GIVEN EXERCISE 1 ▸ Copy the part of the brine shrimp thread that runs from "I hope all is" to "eggs efficiently ?".

EXCERPT ▸
# Questions Regarding Brine Shrimp Eggs



## nagukush (Mar 13, 2008)

Hi Friends !

I hope all is well and great !

Had a few doubts / clarifications regarding Brine Shrimp Eggs and just wanted to request you all to kindly guide me a little on these questions-

1. I've bought a tin of Decapsulated Brine Shrimp eggs from a local manufacturer here in India and I want to feed it to my Brichardi Fry but I'm a little doubtful if the eggs are decapsulated properly. I've heard that if they're not decapsulated properly, they can be dangerous (if fed unhatched) and may even kill the fish - Just wanted to know if there is any way to find if these are decapsulated properly and if they are safe to feed directly to the fish. Kindly guide me.

2. Also the manufacturer says that these can e hatched if prefered - I thought decapsulated eggs couldnt be hatched - is this true ?

3. What is the proper salt / water ratio to hatch normal brine shrimp eggs efficiently ?

Kindly guide me regarding the above questions.
Regards and Care
Kush


----------



## nagukush (Mar 13, 2008)

Friends, kindly guide me.

Also can Decapsulated Brine Shrimp Eggs be hatched ?


----------



## bartoli (May 8, 2006)

Have you tried Googling "Decapsulated Brine Shrimp Eggs"?


----------

LISTED RECORDS ▸
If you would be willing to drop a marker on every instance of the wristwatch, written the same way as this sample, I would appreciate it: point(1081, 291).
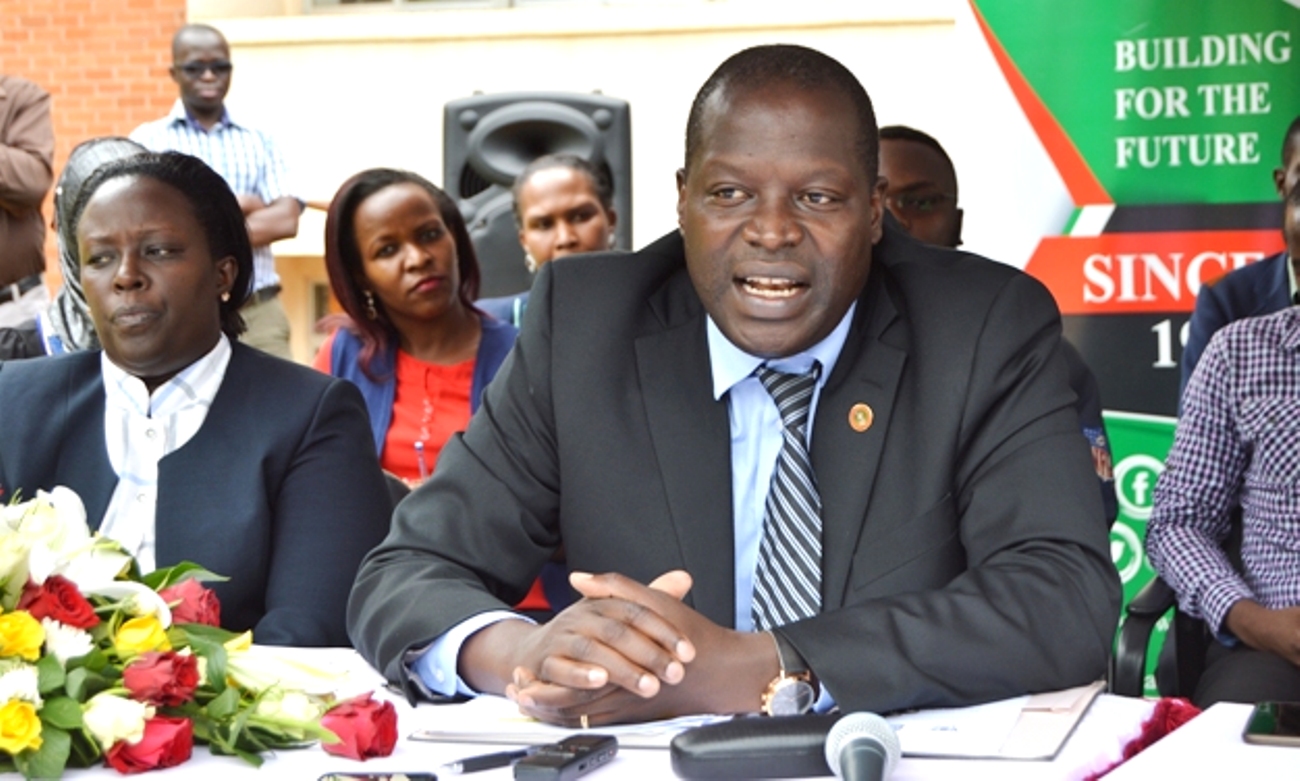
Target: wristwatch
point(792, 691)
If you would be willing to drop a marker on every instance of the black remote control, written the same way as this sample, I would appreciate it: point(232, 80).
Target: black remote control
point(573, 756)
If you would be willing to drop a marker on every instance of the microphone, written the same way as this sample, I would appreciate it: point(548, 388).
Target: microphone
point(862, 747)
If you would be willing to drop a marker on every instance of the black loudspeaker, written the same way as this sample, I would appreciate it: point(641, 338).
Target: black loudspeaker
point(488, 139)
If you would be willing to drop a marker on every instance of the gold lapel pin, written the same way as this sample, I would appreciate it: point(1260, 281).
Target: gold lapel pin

GIVEN EXERCISE 2 ▸ Rewrite the records from their first line through the line with "point(573, 756)", replacing "marker" with "dot" and changing nothing else. Leave the pictures out.

WRITTEN SOLUTION 1 ▸
I hope all is well and great !

Had a few doubts / clarifications regarding Brine Shrimp Eggs and just wanted to request you all to kindly guide me a little on these questions-

1. I've bought a tin of Decapsulated Brine Shrimp eggs from a local manufacturer here in India and I want to feed it to my Brichardi Fry but I'm a little doubtful if the eggs are decapsulated properly. I've heard that if they're not decapsulated properly, they can be dangerous (if fed unhatched) and may even kill the fish - Just wanted to know if there is any way to find if these are decapsulated properly and if they are safe to feed directly to the fish. Kindly guide me.

2. Also the manufacturer says that these can e hatched if prefered - I thought decapsulated eggs couldnt be hatched - is this true ?

3. What is the proper salt / water ratio to hatch normal brine shrimp eggs efficiently ?

WRITTEN SOLUTION 2 ▸
If you would be willing to drop a dot on every instance of the wristwatch, written the same way as this sample, I would appreciate it: point(1081, 291).
Target: wristwatch
point(792, 691)
If you would be willing to drop a dot on every instance of the black remote control, written the same way as this sample, I would appreciate it: point(232, 80).
Target: black remote control
point(573, 756)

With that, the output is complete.